**Excerpt:**
····················

Lack of Vitamin D Ups Heart Risk
Vitamin D deficiency has long been linked with weak muscles and bones. Now research shows a lack of the “sunshine” vitamin may also increase the risk of cardiovascular disease (CVD). In fact, evidence is mounting from numerous studies that low vitamin D levels could play a role in a host of CVD risk factors such as high blood pressure, obesity and diabetes. What’s more, a lack of the vitamin may be a direct factor in cardiovascular events, including stroke and congestive heart failure.
In a review article just published in the Journal of the American College of Cardiology (JACC), James H. O’Keefe, M.D., cardiologist and director of Preventive Cardiology at the Mid America Heart Institute in Kansas City, Missouri, and his co-authors list practical recommendations to screen for and treat low vitamin D levels, especially in patients with risk factors for CVD and diabetes. The article points out that recent data from the Framingham Heart Study suggests people with vitamin D levels below 15 ng/ml were twice as likely to experience a heart attack, stroke or other cardiovascular event within the next five years compared to those with higher levels of vitamin D. This elevated risk remained even when researchers adjusted for other well-known cardiovascular risk factors.
“Restoring vitamin D levels to normal is important in maintaining good musculoskeletal health, and it may also improve heart health and prognosis. Vitamin D deficiency is an unrecognized, emerging cardiovascular risk factor, which should be screened for and treated,” Dr. O’Keefe, M.D., said in a media release. “Vitamin D is easy to assess, and supplementation is simple, safe and inexpensive.”

····················

Rows taken from a dataset:
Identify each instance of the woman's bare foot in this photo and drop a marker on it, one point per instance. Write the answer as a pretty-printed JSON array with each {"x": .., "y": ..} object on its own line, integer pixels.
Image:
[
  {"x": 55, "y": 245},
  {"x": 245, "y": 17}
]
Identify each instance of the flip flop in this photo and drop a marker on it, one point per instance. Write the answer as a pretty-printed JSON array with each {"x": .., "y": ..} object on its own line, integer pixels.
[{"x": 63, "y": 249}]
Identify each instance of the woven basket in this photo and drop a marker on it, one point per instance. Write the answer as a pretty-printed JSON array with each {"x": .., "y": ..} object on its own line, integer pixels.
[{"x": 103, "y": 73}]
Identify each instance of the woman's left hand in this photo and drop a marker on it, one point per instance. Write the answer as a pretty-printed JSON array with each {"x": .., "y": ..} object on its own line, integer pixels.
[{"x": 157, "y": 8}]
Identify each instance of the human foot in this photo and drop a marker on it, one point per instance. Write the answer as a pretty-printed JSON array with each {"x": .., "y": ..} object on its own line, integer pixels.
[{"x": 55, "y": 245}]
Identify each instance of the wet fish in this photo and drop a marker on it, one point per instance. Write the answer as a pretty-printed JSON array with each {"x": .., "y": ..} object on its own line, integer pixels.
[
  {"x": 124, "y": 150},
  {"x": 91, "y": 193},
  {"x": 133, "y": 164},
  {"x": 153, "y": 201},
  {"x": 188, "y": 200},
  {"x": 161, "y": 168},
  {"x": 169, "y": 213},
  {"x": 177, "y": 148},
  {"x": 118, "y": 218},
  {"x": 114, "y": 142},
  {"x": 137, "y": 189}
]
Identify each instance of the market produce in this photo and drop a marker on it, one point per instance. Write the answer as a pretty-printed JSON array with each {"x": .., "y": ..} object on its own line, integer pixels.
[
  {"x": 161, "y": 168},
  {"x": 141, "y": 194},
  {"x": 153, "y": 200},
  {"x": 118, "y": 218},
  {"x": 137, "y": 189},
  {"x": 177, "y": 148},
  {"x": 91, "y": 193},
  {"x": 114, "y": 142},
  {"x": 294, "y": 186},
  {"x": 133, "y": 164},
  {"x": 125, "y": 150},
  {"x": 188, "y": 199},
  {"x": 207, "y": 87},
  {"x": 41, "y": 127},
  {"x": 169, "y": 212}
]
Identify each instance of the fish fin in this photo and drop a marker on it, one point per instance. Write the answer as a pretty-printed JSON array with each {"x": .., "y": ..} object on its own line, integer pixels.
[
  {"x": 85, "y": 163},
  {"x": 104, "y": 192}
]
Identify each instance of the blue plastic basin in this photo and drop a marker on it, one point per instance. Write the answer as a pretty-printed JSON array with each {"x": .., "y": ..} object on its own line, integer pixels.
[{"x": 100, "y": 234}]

····················

**Prompt:** Extend the article on vitamin D deficiency and heart risk, picking up after its final sentence. These rows were drawn from a different source than the article.

**Exercise result:**
The Journal of the American College of Cardiology (JACC) review points out that about half of U.S. adults and 30 percent of children and teenagers are estimated to have vitamin D deficiency. Low vitamin D levels are believed to raise the risk of hypertension and a stiffening and thickening of the heart and blood vessels. By altering hormone levels and immune system function, vitamin D deficiency can also increase the risk of diabetes, a major contributor to CVD.
According to Dr. O’Keefe’s statement to the press, vitamin D deficiency is far more prevalent than once thought. This may be due to the fact most of the body’s vitamin D usually comes from exposure to the sun – but indoor lifestyles and use of sunscreen, which eliminates 99 percent of vitamin D synthesis by the skin, means many people are not getting enough of the essential vitamin. “We are outside less than we used to be, and older adults and people who are overweight or obese are less efficient at making vitamin D in response to sunlight,” said Dr. O’Keefe.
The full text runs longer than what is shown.